Supplied text start

In new interview, Pope Francis says he 'knew nothing' about McCarrick

In new interview, Pope Francis says he ‘knew nothing’ about McCarrick

In new interview, Pope Francis says he ‘knew nothing’ about McCarrick

Pope Francis greets the crowd during his general audience in St. Peter's Square at the Vatican May 22, 2019. (Credit: Paul Haring/CNS.)

In his first direct comments about the case of former Cardinal Theodore McCarrick, Pope Francis said that “about McCarrick I knew nothing, obviously, nothing, nothing.”

NEW YORK — In his first direct comments about the case of former Cardinal Theodore McCarrick, Pope Francis said that “about McCarrick I knew nothing, obviously, nothing, nothing.”

“I said it many times, I knew nothing, no idea,” Francis said in an interview with Mexican journalist Valentina Alazraki.

Speaking about the allegation made by Archbishop Carlo Maria Vigano, who claimed last August that he had told the pope about Vatican-imposed restrictions against the former Archbishop of Washington, Francis said that “I don’t remember if he told me about this. If it’s true or not. No idea! But you know that about McCarrick, I knew nothing. If not, I wouldn’t have remained quiet, right?”

McCarrick was removed from the college of cardinals last year, after he was alleged to have sexually abused both minors and seminarians. Earlier this year, the Vatican announced Francis had removed him from the clerical state, after he was found guilty.

RELATED: McCarrick correspondence confirms restrictions, speaks to Wuerl and China

In a wide-ranging interview, he also spoke about the United States and Mexico.

Speaking about the trip he took to Mexico in 2016, where he said Mass at the U.S. border, Francis said that he doesn’t understand this “new culture of defending territories by building a wall.”

“We know of one, the Berlin one, that brought us many headaches and a lot of suffering … But it seems that what man does is what animals don’t. Right? Man is the only animal that falls twice in the same hole. Right? We go back to the same. Right? [Man] lifts up walls as if this was the defense. Right? When the defense is dialogue, growth, welcoming and education, integration, or the healthy limit of saying ‘we can’t [welcome] anyone else.’”

Supplied text end

● **Things to do**:
**a)** Answer these questions using the interview article:
(i) What is the name of the journalist who interviewed Francis?
(ii) In what year did Francis take the trip to Mexico during which he said Mass at the U.S. border?
(iii) According to the Vatican's announcement, what did Francis do to McCarrick after he was found guilty?
**b)** Condense the paragraph of the interview article beginning "McCarrick was removed from the college of cardinals" into a single shorter sentence that keeps its main facts.
**c)** Transcribe the portion of the interview article starting with "NEW YORK — In" and going on through "journalist Valentina Alazraki.".
Answer using only the interview article.

Extracted data start

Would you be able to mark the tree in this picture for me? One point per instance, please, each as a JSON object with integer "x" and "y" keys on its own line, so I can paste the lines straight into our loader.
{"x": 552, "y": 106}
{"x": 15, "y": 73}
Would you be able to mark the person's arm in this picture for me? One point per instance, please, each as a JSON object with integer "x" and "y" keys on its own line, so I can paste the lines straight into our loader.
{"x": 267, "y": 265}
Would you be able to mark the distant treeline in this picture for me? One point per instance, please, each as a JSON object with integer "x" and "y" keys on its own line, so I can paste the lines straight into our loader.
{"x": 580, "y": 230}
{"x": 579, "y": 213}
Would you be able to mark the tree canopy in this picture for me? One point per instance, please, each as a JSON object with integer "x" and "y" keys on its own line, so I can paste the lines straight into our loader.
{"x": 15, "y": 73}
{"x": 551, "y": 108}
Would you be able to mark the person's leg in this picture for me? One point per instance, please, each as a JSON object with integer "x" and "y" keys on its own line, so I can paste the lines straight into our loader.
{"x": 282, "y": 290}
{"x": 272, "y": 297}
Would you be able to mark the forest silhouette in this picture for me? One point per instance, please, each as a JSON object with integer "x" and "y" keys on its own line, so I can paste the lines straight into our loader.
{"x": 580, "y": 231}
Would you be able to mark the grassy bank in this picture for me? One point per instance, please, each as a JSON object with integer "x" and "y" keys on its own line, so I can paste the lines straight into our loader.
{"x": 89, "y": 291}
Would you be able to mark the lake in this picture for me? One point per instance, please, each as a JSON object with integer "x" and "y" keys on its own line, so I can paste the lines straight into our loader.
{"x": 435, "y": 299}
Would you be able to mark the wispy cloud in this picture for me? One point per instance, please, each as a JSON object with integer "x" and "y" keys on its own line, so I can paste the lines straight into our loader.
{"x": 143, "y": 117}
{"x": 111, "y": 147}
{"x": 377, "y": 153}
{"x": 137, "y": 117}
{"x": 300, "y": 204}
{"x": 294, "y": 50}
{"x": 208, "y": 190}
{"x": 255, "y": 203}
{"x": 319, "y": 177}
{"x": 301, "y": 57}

Extracted data end

● **Worked answers**:
**a)**
(i) Valentina Alazraki, a Mexican journalist.
(ii) 2016.
(iii) He removed McCarrick from the clerical state.

**b)** After allegations that he sexually abused minors and seminarians, McCarrick was removed from the college of cardinals last year, and earlier this year, after he was found guilty, Francis removed him from the clerical state.

**c)**
NEW YORK — In his first direct comments about the case of former Cardinal Theodore McCarrick, Pope Francis said that “about McCarrick I knew nothing, obviously, nothing, nothing.”

“I said it many times, I knew nothing, no idea,” Francis said in an interview with Mexican journalist Valentina Alazraki.